**EXERCISE PROMPT**
Count the lines below that contain the string "positive", and reply with the number alone.
BEGIN
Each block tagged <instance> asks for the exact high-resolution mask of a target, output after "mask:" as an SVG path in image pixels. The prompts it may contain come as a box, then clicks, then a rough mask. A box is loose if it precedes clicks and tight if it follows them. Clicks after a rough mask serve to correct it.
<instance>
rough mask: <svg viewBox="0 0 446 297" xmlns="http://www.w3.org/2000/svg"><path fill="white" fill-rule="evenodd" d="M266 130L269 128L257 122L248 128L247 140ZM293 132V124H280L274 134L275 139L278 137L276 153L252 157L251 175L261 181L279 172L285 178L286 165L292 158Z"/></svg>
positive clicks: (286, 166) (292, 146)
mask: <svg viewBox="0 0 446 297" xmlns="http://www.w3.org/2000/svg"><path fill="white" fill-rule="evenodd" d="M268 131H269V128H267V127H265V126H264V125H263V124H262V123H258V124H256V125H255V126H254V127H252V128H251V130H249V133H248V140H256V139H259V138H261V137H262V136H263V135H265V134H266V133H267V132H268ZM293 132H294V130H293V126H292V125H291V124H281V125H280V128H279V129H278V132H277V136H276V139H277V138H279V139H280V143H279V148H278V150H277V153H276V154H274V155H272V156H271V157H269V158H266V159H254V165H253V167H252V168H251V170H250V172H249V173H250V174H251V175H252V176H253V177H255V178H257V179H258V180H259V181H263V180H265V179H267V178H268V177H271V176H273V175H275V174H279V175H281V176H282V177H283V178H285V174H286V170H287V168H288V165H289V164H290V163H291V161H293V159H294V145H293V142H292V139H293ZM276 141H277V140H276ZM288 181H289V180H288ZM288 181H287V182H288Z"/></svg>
END
BEGIN
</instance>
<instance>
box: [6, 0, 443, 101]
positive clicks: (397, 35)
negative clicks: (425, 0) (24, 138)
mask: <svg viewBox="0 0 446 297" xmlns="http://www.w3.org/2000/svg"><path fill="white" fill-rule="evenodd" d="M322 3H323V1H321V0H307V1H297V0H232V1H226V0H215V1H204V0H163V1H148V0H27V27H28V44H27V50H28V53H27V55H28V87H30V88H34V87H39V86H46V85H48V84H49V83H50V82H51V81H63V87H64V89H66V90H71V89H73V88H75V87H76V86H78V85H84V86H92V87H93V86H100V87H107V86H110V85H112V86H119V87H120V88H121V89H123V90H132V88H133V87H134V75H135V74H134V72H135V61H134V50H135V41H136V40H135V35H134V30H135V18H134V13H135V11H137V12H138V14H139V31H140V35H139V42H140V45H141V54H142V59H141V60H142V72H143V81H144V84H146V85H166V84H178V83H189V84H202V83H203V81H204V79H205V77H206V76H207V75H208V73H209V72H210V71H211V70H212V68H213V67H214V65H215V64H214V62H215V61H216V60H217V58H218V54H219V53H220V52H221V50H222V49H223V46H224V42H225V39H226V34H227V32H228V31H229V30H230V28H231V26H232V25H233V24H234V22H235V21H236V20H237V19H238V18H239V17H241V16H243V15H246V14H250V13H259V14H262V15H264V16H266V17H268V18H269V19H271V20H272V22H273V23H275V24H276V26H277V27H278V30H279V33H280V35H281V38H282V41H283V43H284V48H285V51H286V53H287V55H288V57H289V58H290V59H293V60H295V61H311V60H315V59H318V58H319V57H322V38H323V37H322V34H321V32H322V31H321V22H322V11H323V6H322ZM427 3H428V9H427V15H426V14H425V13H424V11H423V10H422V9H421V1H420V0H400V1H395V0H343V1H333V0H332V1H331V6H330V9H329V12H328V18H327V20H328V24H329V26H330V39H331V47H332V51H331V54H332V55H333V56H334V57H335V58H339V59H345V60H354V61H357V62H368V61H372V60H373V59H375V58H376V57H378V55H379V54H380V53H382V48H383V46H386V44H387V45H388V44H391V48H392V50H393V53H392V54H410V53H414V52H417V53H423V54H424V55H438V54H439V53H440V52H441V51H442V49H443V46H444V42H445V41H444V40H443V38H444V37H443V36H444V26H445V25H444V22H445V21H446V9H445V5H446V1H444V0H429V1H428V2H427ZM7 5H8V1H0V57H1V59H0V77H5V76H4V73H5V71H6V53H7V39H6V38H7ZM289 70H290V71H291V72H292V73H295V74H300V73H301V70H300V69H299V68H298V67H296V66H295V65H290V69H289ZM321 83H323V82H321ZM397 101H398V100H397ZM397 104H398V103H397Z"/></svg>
END
**EXERCISE RESULT**
2